DATA LINES:
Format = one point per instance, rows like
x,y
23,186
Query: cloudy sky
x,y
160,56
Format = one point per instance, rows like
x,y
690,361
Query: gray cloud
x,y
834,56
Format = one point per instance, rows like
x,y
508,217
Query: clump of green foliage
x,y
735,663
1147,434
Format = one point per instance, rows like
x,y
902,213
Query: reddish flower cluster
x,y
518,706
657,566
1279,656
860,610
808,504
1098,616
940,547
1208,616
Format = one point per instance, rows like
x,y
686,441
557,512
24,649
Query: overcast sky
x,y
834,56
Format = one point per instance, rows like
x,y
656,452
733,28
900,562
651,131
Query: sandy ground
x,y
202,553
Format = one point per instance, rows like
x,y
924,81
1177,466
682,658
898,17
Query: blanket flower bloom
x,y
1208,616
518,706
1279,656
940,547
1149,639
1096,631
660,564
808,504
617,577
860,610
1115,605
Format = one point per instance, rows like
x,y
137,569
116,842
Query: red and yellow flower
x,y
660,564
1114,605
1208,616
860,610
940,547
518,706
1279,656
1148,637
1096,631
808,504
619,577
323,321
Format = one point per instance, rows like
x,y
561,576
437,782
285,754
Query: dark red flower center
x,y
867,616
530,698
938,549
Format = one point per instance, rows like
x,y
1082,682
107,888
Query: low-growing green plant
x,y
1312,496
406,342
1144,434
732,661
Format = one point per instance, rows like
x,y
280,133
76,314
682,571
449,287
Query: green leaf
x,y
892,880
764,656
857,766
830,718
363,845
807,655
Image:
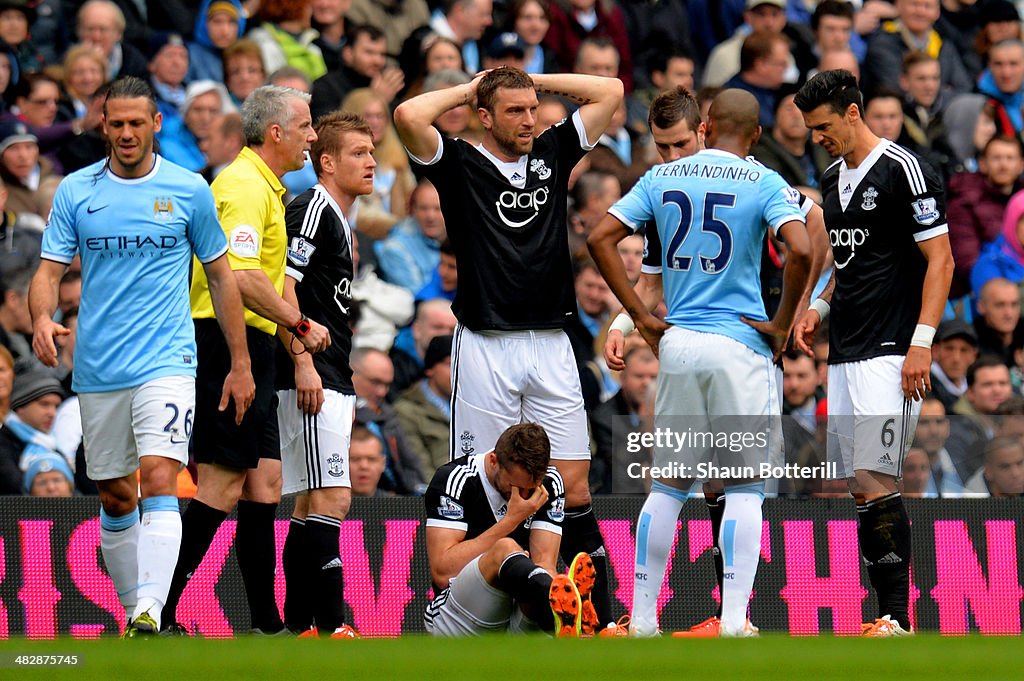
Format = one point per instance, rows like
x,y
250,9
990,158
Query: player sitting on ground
x,y
482,512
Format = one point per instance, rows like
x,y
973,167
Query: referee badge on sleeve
x,y
299,252
244,242
450,510
557,510
925,211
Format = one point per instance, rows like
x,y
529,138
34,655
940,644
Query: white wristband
x,y
821,307
923,336
624,324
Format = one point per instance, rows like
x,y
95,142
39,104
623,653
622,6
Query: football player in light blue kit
x,y
135,219
717,346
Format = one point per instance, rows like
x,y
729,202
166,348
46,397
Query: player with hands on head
x,y
505,211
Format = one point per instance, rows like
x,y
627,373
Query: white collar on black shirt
x,y
499,506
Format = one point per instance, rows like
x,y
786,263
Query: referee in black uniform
x,y
505,210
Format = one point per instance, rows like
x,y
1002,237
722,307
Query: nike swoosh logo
x,y
843,266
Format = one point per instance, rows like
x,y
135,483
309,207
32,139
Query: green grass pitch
x,y
522,658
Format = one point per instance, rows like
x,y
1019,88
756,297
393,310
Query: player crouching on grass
x,y
483,512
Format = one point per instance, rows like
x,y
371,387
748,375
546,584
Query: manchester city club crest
x,y
870,194
163,208
336,465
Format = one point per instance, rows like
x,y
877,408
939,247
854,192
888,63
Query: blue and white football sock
x,y
740,546
655,534
159,541
119,545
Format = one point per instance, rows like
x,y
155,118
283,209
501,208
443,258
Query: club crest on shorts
x,y
538,166
869,196
336,465
450,510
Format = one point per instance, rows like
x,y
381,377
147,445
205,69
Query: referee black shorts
x,y
216,438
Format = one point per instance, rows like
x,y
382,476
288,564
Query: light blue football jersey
x,y
136,239
712,210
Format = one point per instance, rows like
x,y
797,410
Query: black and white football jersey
x,y
876,215
461,497
320,259
507,224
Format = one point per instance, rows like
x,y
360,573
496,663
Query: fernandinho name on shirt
x,y
736,173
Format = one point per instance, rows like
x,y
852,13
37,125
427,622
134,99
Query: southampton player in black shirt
x,y
484,512
885,213
505,210
315,396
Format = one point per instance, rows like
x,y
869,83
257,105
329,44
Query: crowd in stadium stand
x,y
943,79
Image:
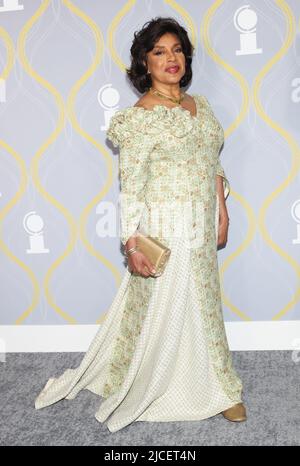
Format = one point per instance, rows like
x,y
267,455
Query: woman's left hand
x,y
223,228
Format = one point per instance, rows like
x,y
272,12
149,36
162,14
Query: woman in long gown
x,y
162,353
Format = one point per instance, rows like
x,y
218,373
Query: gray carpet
x,y
271,394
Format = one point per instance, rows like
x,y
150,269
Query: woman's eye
x,y
159,52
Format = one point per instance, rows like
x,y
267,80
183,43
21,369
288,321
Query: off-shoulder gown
x,y
162,354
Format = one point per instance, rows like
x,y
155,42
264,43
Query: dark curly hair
x,y
145,40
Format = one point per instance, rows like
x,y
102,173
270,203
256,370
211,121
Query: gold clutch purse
x,y
154,250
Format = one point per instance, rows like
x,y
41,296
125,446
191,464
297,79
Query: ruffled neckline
x,y
176,120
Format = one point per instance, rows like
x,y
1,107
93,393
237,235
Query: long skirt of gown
x,y
154,357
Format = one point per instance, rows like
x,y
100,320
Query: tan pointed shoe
x,y
236,413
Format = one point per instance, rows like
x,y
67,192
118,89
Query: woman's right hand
x,y
139,264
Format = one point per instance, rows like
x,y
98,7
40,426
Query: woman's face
x,y
166,53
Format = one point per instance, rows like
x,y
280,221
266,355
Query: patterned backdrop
x,y
63,77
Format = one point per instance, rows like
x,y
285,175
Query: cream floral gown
x,y
162,353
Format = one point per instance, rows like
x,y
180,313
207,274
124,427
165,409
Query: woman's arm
x,y
223,190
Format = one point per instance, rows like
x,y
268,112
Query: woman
x,y
162,353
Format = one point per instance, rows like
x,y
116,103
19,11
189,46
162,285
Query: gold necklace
x,y
173,99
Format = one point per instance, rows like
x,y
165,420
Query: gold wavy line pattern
x,y
295,152
204,33
22,187
78,230
37,157
72,117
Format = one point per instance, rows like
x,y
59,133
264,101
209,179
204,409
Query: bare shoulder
x,y
146,101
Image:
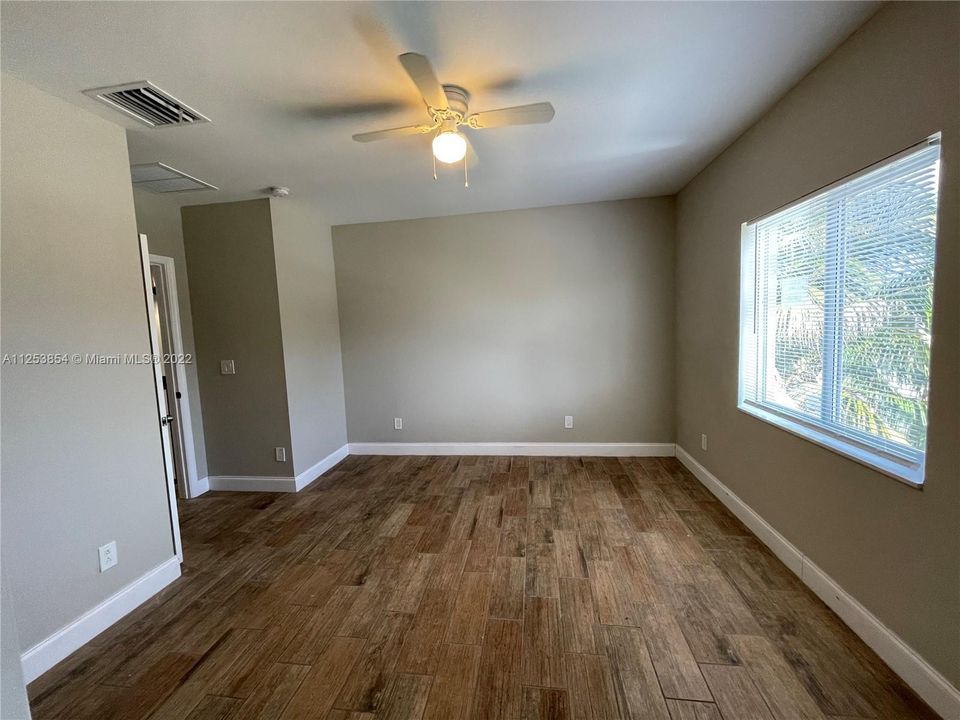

PROBLEM DETAILS: List every line of the material that contains the string "football", treating uppercase and lowercase as different.

TASK RESULT:
Query: football player in light blue kit
Query: blue and white football sock
Query: light blue football jersey
Query: black and white football jersey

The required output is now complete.